> **TEXT PASSAGE**:
Wednesday, 16 August 2000 Speech Notes

EMPLOYMENT RELATIONS BILL
Third Reading speech notes

Mr Speaker, I move that the Employment Relations Bill be now read a third time.

It is difficult to put into words the emotions I feel, and are felt by members on this side of the House and the thousands of working people who have waited nearly a decade to see the repeal of the Employment Contracts Act.

That day has now come.

The struggle has been vindicated and now it is time to move forward.

Mr Speaker I want to pay tribute to the thousands of unionists – elected delegates and officials – who have struggled under the burden of the Employment Contracts Act.

Their efforts were not for their own advantage as the opposition would have us believe but to better the conditions of those they represent.

I also want to congratulate those employers who showed restraint and wisdom in not using the Employment Contracts Act to attack workers and their unions. They will reap the benefit of goodwill in the years to come.

Labour, Alliance and the Greens promised the repeal of the Employment Contracts Act. That promise has now been kept.

As I listened to the debate I realised the opposition have never grasped why the repeal of the ECA was important.

They have never experienced the powerlessness of unemployment. They have never experienced the fear that you will lose your job if you ask for a raise, or go home ill, or need time to care for a sick child, or refuse to work a split or double shift.



The Employment Relations Bill is important because it means those days are over.

Balance has been restored to New Zealand workplaces.

The right to have your say without reprisal has been returned to New Zealand.

Throughout the debate the opposition repeated that it did not know what good faith meant. This is not surprising.

The values reflected in the ECA encouraged a selfish greed that New Zealanders reacted against at the last election. Why? Because they know we must work together, not against each other if we are to face the challenge of globalisation with confidence.

Because they were unable to argue credibly against the Bill, the opposition campaign against it consisted mainly of agitation among employers and the exaggeration of employers' concerns.

Mr Speaker, the opposition parties must be held accountable for the damage they have done to business confidence and our economy.

> **PROVIDED INFORMATION**:
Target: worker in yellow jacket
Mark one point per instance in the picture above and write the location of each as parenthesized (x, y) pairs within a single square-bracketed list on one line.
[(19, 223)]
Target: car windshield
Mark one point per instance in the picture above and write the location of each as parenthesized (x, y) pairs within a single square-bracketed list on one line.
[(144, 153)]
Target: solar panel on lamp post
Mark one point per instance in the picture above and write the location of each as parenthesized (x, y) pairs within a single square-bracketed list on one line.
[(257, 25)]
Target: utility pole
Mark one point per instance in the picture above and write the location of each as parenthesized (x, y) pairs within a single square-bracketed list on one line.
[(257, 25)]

> **REQUESTS**:
**1)** Reproduce the Employment Relations Bill speech notes word for word, between "Their efforts were" and "years to come.", inclusive.
**2)** In the records, change "instance" to "occurrence" and leave everything else as it is. Give back only the lines between the one holding "Target: car windshield" and the end of the records, inclusive.

> **FINAL RESULTS**:
**1)**
Their efforts were not for their own advantage as the opposition would have us believe but to better the conditions of those they represent.

I also want to congratulate those employers who showed restraint and wisdom in not using the Employment Contracts Act to attack workers and their unions. They will reap the benefit of goodwill in the years to come.

**2)**
Target: car windshield
Mark one point per occurrence in the picture above and write the location of each as parenthesized (x, y) pairs within a single square-bracketed list on one line.
[(144, 153)]
Target: solar panel on lamp post
Mark one point per occurrence in the picture above and write the location of each as parenthesized (x, y) pairs within a single square-bracketed list on one line.
[(257, 25)]
Target: utility pole
Mark one point per occurrence in the picture above and write the location of each as parenthesized (x, y) pairs within a single square-bracketed list on one line.
[(257, 25)]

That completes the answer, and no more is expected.